Goal of the exercise ▸
All the data should come back exactly as it was given.

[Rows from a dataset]
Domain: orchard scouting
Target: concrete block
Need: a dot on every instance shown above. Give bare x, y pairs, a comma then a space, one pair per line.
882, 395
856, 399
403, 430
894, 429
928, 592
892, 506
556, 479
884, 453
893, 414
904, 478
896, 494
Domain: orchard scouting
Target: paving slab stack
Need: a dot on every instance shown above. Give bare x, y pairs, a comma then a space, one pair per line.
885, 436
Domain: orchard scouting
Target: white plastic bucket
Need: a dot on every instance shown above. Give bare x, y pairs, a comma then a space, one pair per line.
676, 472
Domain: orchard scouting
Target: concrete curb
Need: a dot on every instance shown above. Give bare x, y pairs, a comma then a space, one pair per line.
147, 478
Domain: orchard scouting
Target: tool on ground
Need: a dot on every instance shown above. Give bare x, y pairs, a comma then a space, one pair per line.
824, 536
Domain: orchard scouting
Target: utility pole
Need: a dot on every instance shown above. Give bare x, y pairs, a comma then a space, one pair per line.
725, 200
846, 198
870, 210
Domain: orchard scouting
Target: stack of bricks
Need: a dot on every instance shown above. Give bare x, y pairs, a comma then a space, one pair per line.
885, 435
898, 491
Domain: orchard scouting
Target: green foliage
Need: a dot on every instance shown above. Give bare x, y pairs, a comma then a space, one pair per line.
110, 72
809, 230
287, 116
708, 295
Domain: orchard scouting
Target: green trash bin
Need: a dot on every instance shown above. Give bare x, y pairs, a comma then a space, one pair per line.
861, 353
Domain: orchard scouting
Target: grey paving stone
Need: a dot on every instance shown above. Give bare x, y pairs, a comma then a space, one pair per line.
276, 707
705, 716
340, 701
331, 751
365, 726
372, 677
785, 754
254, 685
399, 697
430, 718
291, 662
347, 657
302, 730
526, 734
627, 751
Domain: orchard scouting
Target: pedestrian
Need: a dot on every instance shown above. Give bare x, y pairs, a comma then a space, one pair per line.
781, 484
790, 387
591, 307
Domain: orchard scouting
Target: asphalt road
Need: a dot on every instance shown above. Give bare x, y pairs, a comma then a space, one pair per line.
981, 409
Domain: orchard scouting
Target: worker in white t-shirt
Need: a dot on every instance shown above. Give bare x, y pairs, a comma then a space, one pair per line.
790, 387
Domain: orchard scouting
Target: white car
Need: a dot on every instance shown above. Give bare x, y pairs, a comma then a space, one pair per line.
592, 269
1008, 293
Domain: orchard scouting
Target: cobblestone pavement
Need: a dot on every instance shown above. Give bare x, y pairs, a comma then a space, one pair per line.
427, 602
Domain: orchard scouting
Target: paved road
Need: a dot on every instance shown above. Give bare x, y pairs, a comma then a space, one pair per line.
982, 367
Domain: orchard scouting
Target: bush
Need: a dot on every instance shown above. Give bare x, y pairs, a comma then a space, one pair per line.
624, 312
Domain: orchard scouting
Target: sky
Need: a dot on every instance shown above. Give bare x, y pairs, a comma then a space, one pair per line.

Correct result ▸
Domain: orchard scouting
Target: concrete block
Need: a dot on every instance shown above. Give bare x, y pairs, a comma then a space, one pair per line.
882, 395
856, 399
403, 430
894, 429
928, 592
892, 506
556, 479
884, 453
893, 414
904, 478
896, 494
Domain: orchard scouting
Target: paving slab stack
Need: a dot on every instance shown above. Give bare x, y pairs, a comma then a space, one pair per line.
885, 436
Domain: orchard scouting
Target: white plastic bucket
Need: a dot on every instance shown above. Give bare x, y pairs, a comma then a space, one pair per line.
676, 472
Domain: orchard scouting
Target: concrete curb
Need: a dot on every instance shown above. Give bare x, y pairs, a comma then a space, one pair per line.
147, 478
Domain: orchard scouting
Target: tool on ground
Need: a dot on every instance shown above. Give bare x, y pairs, a comma then a space, one pair per line.
824, 536
Domain: orchard scouting
Target: utility pole
Need: a dot on every instance shown above. Give bare x, y pairs, a comma then a space, one pair per line.
725, 200
846, 198
870, 210
Domain: orchard scouting
Target: stack of bricks
Need: a dot on every instance shown above. Give bare x, y pairs, a comma then a space, one pair per line.
885, 435
898, 491
Domain: orchard scouting
Target: green foliage
Need: a dot on every instance shown above. Give bare x, y pairs, a comma then a space, one pair per line.
110, 72
809, 230
287, 116
708, 295
Domain: orchard scouting
Target: green trash bin
Need: a dot on every instance shown above. Give bare x, y pairs, a comma then a space, one pair per line.
861, 353
Domain: orchard scouting
Target: grey paving stone
Need: a dot on every instance shown above. Give bare x, y pairs, a comma then a space, one pair per line.
276, 707
705, 716
340, 701
331, 751
365, 726
372, 677
785, 754
254, 685
399, 697
430, 718
291, 662
347, 657
302, 730
526, 734
627, 751
Domain: orchard scouting
Target: pedestrian
Need: a dot on every instance shown above. Give bare x, y pairs, a comma then a space, one pair per line.
781, 484
790, 387
591, 307
Domain: orchard scouting
Target: asphalt road
Need: a dot on every instance shown above. Give bare x, y pairs, a comma then a space, one pair per line.
981, 409
Domain: orchard scouting
Target: worker in white t-shirt
Need: a dot on every instance shown above. Give bare x, y pairs, a comma then a space, one pair per line.
790, 387
Domain: orchard scouting
Target: white car
Need: a dot on every instance shown above. Give bare x, y pairs, a comma then a space, one pair per line.
592, 269
1008, 293
Domain: orchard scouting
Target: cobblestone pavement
Need: a dot on every instance shown above. Give bare x, y pairs, a comma then a space, one pair per line.
427, 602
Domain: orchard scouting
Target: paved road
Need: a dot on every instance shown above. Give bare x, y pairs, a comma then a space, one pair per line.
982, 367
Domain: orchard scouting
Target: bush
Need: a dot on every instance shown above. Give bare x, y pairs, a comma then a space, one pair per line.
624, 312
Domain: orchard scouting
Target: sky
Need: a dot on every instance shown above. Give bare x, y pairs, a comma then a space, one pair per line.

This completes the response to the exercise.